• _Request_:
Please put the records from the line with "image: woman's open" to the line with "[164,138,187,185]" into a two-column CSV with the columns text and answer, one row per record. Quote each field and replace line breaks with spaces.

(Dataset items)
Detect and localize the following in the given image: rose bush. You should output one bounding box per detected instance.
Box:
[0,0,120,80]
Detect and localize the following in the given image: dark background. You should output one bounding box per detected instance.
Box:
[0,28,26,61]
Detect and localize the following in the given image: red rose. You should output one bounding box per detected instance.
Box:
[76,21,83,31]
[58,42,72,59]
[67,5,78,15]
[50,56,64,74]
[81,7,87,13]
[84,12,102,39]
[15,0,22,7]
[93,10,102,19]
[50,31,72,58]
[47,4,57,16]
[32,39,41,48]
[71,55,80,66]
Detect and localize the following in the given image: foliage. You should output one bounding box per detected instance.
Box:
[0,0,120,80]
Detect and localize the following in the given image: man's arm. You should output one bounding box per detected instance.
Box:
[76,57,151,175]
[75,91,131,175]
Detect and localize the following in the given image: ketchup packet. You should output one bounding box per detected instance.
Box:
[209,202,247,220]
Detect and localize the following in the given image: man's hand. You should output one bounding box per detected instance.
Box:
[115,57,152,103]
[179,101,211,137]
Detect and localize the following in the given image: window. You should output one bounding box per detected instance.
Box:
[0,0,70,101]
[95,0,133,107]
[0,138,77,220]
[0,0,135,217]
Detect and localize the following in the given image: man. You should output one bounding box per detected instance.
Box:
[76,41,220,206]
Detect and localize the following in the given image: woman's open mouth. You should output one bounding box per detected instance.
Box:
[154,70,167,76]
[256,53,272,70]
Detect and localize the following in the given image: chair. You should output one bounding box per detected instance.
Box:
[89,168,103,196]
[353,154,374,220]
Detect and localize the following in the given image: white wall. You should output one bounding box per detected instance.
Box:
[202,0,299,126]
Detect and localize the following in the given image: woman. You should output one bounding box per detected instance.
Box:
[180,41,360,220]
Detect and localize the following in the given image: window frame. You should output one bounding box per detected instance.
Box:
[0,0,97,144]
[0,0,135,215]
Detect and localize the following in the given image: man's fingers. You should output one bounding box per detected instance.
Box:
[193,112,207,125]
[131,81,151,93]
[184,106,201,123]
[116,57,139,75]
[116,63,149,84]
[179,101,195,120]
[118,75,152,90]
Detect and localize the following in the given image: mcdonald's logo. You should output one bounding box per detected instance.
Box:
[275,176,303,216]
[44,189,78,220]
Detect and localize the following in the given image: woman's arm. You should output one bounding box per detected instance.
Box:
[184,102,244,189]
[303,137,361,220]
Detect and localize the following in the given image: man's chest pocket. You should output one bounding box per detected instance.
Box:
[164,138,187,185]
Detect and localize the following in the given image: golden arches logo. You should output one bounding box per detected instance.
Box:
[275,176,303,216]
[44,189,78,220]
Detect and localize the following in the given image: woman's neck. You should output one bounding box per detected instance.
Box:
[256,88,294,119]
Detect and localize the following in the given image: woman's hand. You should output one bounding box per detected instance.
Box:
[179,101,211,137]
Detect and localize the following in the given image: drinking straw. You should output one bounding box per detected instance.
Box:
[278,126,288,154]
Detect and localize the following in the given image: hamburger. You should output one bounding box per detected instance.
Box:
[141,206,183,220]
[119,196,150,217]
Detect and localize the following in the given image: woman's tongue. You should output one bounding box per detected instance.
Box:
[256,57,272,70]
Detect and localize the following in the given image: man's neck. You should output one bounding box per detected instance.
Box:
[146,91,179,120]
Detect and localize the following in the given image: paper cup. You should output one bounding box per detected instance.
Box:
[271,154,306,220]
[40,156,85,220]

• _Solution to the problem_:
text,answer
"Detect and localize the following in the given image: woman's open mouth. You should output one bounding box per detected instance. Box:","[154,70,167,76] [256,53,272,70]"
"Detect and localize the following in the given image: chair. You should output one bounding box per detected instance. Box:","[89,168,103,196] [353,154,374,220]"
"Detect and localize the following in the given image: white wall. You should output one bounding box per detected instance. Box:","[202,0,299,126]"
"Detect and localize the following in the given image: woman. You should output one bounding box per detected instance. Box:","[180,41,360,220]"
"Detect and localize the following in the given image: window frame. You should output one bounding box per detected instance. Box:","[0,0,97,144] [0,0,135,215]"
"Detect and localize the following in the given image: man's fingers. You should output one bounding box per detected instance. Box:","[193,112,207,125] [131,81,151,93] [184,106,201,123] [116,57,139,75] [116,63,149,84] [179,101,195,120] [118,75,152,90]"
"Detect and localize the following in the given image: mcdonald's logo. You should output one bounding box per detected instance. Box:","[275,176,303,216] [44,189,78,220]"
"Detect and localize the following in the given image: woman's arm. You should output one bounding box per detected instance. Box:","[184,102,244,189] [303,137,361,220]"
"Detect and localize the following in the given image: man's chest pocket. You should output one bounding box per detected instance. Box:","[164,138,187,185]"